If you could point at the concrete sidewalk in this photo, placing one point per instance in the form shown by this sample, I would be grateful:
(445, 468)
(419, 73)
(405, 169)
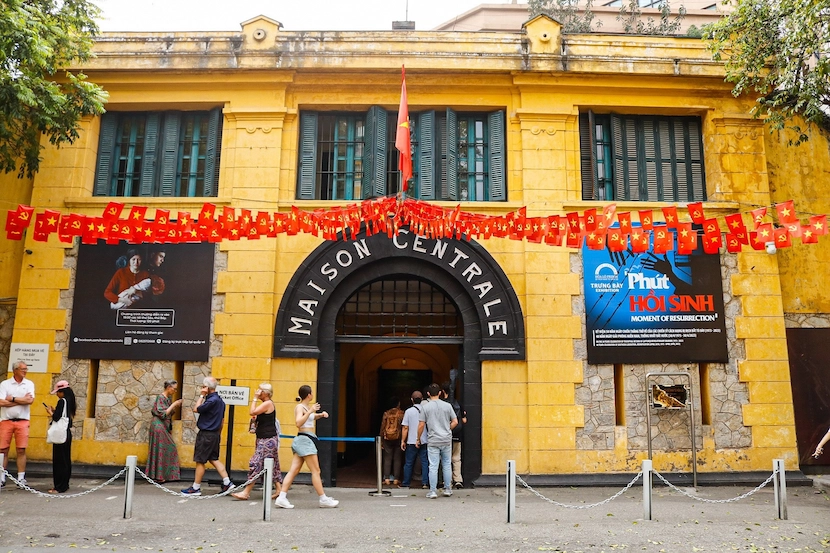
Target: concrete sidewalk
(470, 520)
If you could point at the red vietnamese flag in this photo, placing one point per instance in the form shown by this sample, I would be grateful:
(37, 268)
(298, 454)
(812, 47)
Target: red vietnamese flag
(733, 245)
(646, 219)
(402, 139)
(591, 219)
(625, 222)
(786, 212)
(670, 216)
(819, 224)
(758, 216)
(639, 240)
(696, 212)
(686, 238)
(663, 239)
(137, 214)
(782, 238)
(765, 233)
(808, 235)
(113, 211)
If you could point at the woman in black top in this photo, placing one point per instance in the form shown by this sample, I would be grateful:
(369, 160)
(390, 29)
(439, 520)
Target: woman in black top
(62, 453)
(267, 440)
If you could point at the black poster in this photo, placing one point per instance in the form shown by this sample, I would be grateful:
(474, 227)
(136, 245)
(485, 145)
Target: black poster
(145, 302)
(647, 308)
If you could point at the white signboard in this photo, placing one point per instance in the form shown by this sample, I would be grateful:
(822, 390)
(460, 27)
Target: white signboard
(234, 395)
(36, 356)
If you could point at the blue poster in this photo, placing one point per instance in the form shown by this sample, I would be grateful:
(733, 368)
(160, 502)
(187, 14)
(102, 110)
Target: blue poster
(653, 308)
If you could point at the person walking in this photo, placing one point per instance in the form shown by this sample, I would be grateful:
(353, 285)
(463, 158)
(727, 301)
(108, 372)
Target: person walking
(16, 396)
(211, 410)
(390, 433)
(305, 448)
(163, 456)
(267, 440)
(413, 445)
(439, 418)
(62, 453)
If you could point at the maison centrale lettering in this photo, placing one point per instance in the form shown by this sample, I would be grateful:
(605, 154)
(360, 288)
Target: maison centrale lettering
(466, 263)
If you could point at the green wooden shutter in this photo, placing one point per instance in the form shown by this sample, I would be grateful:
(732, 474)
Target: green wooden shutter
(426, 155)
(451, 155)
(651, 161)
(210, 184)
(624, 150)
(307, 175)
(148, 157)
(587, 162)
(106, 152)
(375, 153)
(170, 152)
(497, 156)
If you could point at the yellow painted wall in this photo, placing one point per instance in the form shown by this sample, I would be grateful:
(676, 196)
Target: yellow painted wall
(529, 409)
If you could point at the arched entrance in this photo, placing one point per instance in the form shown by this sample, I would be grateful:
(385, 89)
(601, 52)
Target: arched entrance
(489, 325)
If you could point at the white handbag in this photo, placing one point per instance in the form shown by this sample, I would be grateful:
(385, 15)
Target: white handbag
(56, 433)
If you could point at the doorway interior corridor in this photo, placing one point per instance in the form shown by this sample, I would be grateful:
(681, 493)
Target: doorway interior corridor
(394, 336)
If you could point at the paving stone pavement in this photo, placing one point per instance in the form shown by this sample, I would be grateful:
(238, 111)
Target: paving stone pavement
(470, 520)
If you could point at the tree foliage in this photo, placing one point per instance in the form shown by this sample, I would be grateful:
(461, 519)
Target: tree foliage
(779, 50)
(39, 39)
(634, 22)
(573, 17)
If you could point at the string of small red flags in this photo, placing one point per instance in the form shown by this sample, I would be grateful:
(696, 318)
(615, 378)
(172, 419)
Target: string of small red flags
(597, 228)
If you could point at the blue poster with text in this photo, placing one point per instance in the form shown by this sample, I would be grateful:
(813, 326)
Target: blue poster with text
(653, 308)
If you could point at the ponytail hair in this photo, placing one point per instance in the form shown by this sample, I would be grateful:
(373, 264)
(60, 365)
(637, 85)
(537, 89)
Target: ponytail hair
(303, 392)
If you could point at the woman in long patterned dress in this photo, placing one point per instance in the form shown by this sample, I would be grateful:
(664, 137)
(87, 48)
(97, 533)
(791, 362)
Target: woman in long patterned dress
(163, 457)
(267, 440)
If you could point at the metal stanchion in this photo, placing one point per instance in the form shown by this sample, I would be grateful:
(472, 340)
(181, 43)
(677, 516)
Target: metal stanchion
(379, 463)
(511, 491)
(780, 481)
(267, 489)
(647, 481)
(132, 461)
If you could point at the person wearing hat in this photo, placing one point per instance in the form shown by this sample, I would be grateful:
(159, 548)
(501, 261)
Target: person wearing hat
(16, 395)
(62, 453)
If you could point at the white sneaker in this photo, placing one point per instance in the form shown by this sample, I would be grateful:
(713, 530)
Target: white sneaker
(328, 502)
(283, 502)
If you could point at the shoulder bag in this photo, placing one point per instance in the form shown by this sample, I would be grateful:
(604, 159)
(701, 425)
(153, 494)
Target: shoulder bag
(56, 433)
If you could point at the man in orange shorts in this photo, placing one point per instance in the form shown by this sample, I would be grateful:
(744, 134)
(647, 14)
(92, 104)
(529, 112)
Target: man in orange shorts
(16, 395)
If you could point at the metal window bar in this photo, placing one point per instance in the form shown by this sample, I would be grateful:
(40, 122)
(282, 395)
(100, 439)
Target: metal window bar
(399, 307)
(129, 148)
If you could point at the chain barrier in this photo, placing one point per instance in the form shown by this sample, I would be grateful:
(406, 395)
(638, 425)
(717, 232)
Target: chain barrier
(703, 499)
(566, 506)
(232, 489)
(64, 496)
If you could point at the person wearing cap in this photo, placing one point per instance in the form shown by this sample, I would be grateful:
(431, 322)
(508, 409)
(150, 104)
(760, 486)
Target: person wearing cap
(16, 395)
(62, 453)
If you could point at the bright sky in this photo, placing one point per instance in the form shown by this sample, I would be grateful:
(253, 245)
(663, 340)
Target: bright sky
(295, 15)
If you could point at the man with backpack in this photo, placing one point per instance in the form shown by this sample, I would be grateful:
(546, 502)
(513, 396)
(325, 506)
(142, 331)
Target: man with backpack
(410, 443)
(390, 433)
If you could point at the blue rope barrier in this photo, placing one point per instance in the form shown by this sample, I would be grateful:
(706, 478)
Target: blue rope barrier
(334, 439)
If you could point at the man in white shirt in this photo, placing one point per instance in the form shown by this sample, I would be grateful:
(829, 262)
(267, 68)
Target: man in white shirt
(16, 396)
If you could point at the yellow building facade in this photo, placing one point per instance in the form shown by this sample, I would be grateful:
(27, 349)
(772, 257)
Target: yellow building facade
(537, 400)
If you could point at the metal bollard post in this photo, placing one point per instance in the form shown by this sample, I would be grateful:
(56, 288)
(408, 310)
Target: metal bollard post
(267, 489)
(132, 461)
(511, 491)
(780, 481)
(379, 463)
(647, 481)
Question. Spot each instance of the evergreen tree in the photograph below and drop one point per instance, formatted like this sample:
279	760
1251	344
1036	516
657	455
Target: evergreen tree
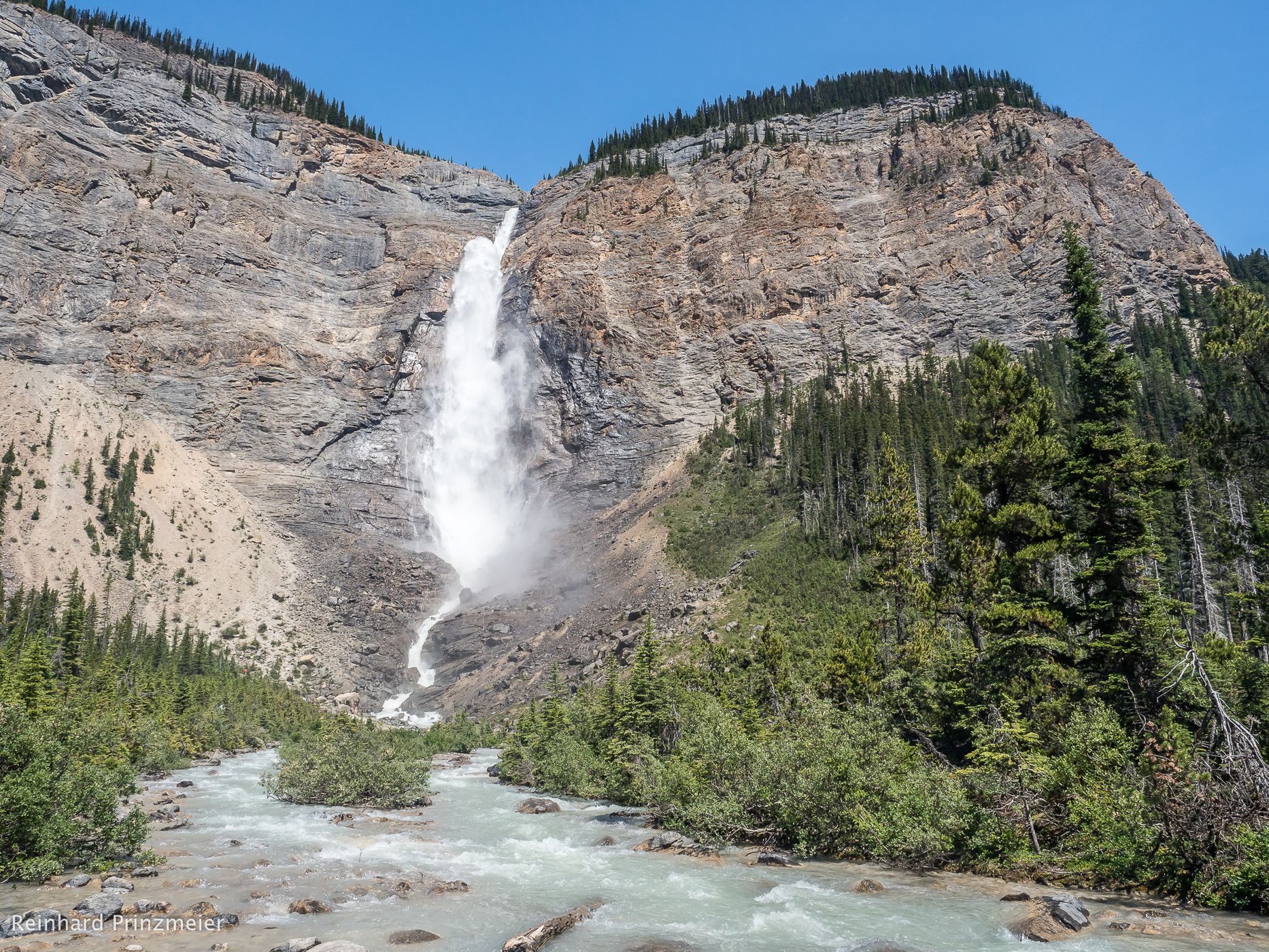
1113	476
899	541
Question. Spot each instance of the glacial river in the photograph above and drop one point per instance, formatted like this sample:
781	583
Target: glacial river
253	857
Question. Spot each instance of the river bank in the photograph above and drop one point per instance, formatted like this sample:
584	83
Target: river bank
473	872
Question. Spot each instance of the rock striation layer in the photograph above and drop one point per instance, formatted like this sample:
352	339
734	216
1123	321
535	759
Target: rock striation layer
271	294
660	303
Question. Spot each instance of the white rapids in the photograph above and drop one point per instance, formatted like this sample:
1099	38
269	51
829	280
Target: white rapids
253	857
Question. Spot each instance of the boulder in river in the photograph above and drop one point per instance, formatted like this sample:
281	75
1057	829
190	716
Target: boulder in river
307	906
537	805
1051	919
411	937
541	934
143	906
297	945
775	857
662	842
618	817
443	886
32	922
104	904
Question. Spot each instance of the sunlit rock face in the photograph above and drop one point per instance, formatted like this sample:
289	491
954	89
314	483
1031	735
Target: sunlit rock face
664	301
275	300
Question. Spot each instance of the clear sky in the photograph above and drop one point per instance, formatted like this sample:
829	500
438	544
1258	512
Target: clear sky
520	88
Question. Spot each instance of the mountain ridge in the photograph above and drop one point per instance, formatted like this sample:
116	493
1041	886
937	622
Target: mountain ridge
272	291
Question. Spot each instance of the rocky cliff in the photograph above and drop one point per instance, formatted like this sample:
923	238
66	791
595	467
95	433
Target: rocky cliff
265	295
662	301
260	287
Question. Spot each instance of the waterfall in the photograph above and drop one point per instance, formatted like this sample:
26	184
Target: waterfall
473	474
471	469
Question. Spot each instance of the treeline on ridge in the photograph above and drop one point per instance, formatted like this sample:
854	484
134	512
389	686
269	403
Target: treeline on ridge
996	613
634	152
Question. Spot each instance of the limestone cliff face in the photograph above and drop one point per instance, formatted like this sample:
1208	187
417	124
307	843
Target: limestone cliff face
262	296
269	294
662	303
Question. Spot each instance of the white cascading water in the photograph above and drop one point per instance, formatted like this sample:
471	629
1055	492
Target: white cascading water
471	471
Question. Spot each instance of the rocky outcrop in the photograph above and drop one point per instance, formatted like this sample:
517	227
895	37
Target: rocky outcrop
1052	919
268	295
660	303
263	288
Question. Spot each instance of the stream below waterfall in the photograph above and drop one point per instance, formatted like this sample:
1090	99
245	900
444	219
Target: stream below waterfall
253	857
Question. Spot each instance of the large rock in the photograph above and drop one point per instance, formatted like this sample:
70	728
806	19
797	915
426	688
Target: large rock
297	945
102	904
33	921
411	937
537	805
309	906
1051	919
258	285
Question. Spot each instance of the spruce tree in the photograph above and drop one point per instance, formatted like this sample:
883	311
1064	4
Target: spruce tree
1006	530
899	541
1113	476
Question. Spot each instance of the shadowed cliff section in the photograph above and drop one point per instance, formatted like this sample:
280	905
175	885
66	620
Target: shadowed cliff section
271	291
662	301
255	284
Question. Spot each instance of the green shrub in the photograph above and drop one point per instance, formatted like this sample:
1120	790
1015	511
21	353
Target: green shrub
61	783
350	763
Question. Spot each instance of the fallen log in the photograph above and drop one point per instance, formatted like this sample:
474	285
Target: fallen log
537	937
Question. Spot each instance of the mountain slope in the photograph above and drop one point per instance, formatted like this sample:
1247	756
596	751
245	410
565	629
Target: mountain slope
662	301
269	292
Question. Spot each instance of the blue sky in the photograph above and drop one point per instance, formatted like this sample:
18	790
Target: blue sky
520	88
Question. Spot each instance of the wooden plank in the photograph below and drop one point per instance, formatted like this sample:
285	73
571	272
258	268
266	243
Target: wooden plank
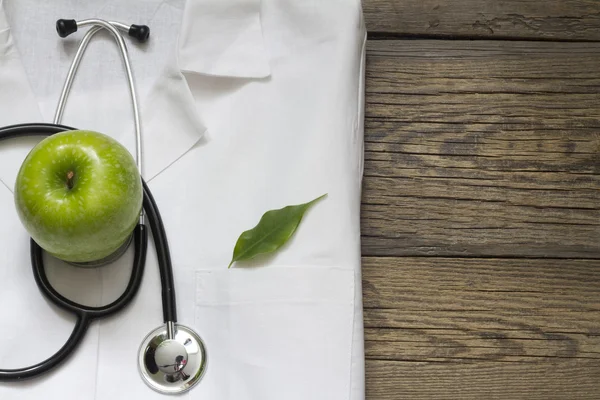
447	328
482	149
521	19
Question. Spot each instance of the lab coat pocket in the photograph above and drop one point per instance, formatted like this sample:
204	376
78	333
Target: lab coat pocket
223	38
276	332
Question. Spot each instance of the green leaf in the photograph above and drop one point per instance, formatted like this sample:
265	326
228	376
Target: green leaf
274	229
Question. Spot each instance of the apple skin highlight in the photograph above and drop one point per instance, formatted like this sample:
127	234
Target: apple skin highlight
79	195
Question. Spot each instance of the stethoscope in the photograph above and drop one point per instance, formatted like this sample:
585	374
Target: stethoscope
171	358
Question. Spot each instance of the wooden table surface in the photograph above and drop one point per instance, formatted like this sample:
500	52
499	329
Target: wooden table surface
481	213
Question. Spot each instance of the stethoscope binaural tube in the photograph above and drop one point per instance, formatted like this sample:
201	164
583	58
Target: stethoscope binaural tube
84	314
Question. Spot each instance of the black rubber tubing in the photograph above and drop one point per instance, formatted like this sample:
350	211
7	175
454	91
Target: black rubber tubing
85	314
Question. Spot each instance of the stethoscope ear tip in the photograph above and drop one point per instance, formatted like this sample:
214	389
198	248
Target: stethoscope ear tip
64	27
140	32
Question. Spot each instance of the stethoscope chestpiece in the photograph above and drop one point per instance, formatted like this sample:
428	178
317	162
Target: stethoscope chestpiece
172	366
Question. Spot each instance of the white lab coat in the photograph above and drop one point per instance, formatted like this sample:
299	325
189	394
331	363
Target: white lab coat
246	106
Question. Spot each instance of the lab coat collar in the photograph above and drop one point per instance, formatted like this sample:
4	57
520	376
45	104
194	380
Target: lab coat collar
216	38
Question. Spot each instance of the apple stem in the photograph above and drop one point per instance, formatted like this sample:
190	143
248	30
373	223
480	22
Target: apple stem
70	176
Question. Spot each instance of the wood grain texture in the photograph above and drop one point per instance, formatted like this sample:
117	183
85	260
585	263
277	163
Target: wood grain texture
447	328
513	19
482	149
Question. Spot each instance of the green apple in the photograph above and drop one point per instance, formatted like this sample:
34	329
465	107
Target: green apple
79	195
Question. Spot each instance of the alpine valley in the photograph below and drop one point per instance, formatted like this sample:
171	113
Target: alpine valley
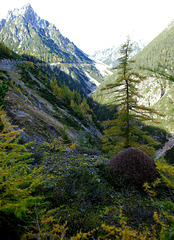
57	136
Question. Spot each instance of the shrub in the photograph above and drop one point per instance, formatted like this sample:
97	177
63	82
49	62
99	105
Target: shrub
135	165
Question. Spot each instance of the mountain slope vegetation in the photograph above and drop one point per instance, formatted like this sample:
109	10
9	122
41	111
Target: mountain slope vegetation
59	185
154	89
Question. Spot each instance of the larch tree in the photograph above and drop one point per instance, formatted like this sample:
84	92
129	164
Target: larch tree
124	130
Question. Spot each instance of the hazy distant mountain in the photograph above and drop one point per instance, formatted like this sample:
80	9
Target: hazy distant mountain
26	33
110	56
156	91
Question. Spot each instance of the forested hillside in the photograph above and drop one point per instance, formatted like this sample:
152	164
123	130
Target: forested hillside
66	174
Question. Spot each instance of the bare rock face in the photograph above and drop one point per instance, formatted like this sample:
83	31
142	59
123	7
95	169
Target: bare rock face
133	162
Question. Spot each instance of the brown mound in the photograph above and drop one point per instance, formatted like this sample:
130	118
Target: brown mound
134	162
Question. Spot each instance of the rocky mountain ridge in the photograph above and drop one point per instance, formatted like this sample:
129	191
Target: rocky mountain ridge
26	33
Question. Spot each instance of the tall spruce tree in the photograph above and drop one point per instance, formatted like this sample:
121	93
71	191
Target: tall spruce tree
125	129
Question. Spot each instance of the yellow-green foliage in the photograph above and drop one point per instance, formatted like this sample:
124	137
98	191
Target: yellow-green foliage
17	179
46	226
167	173
123	232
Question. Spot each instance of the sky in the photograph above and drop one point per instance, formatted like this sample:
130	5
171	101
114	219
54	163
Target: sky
97	24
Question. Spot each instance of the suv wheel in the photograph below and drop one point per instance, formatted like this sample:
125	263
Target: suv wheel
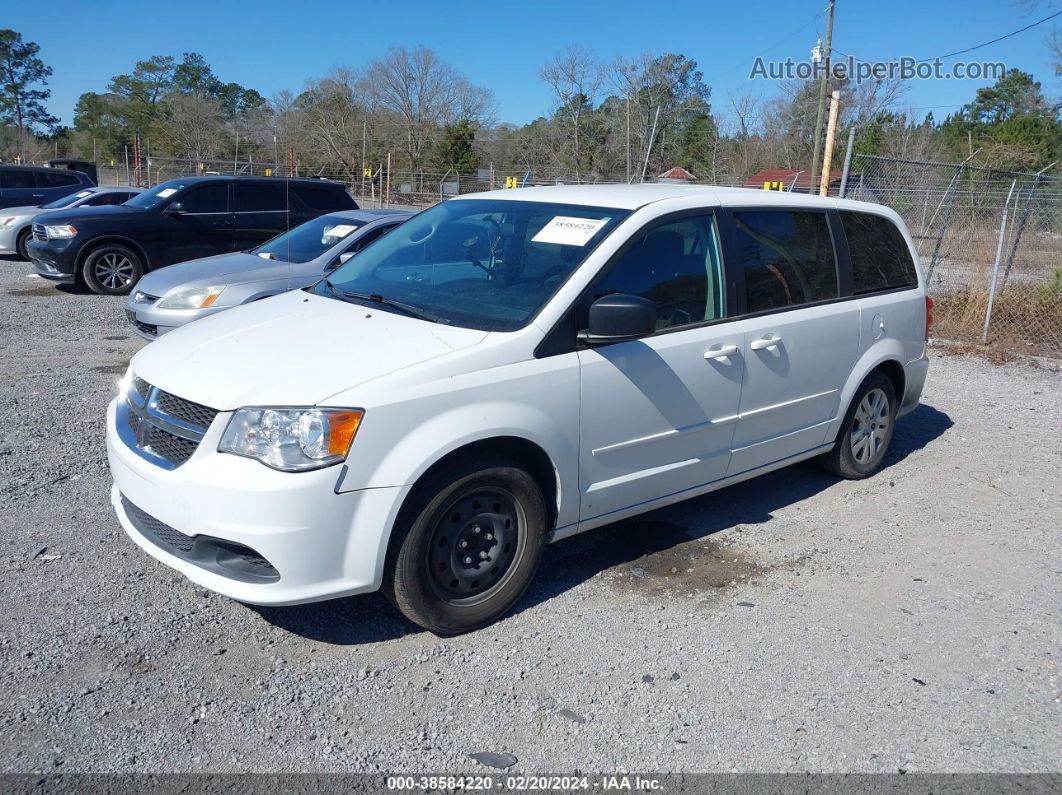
+++
■ The task
In the data above, find the line with "Question. Spot each instance of the shrub" and repeat it and every line after it through the end, exactly; leave the pictures out.

■ Answer for the task
Question. Spot each instance of the shrub in the photograph above and drop one point per instance, formatted like this sample:
97	177
63	82
49	62
99	105
Target: shrub
135	165
Question. Spot each instance of the mountain slope vegetation in the photograph above and drop one point per instance, formatted like this sample:
109	10
9	122
41	111
Target: mountain slope vegetation
59	185
154	89
Question. Spot each instance of the larch tree in the photograph above and drop one point per instance, formatted like this sample:
84	92
129	164
Target: larch tree
124	130
Question. Spot each instance of the hazy distant mountain in the photograph above and drop one point per instance, formatted like this sample:
80	9
Target: hazy distant mountain
26	33
110	56
156	91
Question. Spot each instance of the forested hillside in the photograph above and drop one point per instance, formatted like this sample:
152	164
123	130
Target: forested hillside
66	174
Question. Spot each instance of the bare rock face in the photograph above and drop one point per instance, formatted like this sample:
83	31
142	59
123	7
95	169
Target: bare rock face
133	162
Question. Spot each instance of the brown mound in the photograph above and drop one point per instance, formatted like this sample:
130	118
Target: brown mound
134	162
Question. Spot each instance of the rocky mountain ridge in the photograph above and drop one point per instance, formatted like this sample:
129	191
Target: rocky mountain ridge
26	33
Question. Spot each instance of the tall spruce tree in the photograph above and drop one point per instance, formatted like this sample:
121	93
71	191
Target: tall spruce tree
125	129
Question. Spot each instance of the yellow-green foliage in the photograph above and drop one point per instance, formatted like this sample:
124	137
98	191
Target: yellow-green foliage
17	179
46	226
167	173
123	232
Question. Spot each instance of the sky in the photograph above and drop one point per instance, formatted like this sample:
130	5
171	101
114	219
54	163
Target: sky
97	24
Question. Spot each instance of the suv wheel in the photograph below and drop one point per instance, formatted like this sample:
125	263
Target: suv wheel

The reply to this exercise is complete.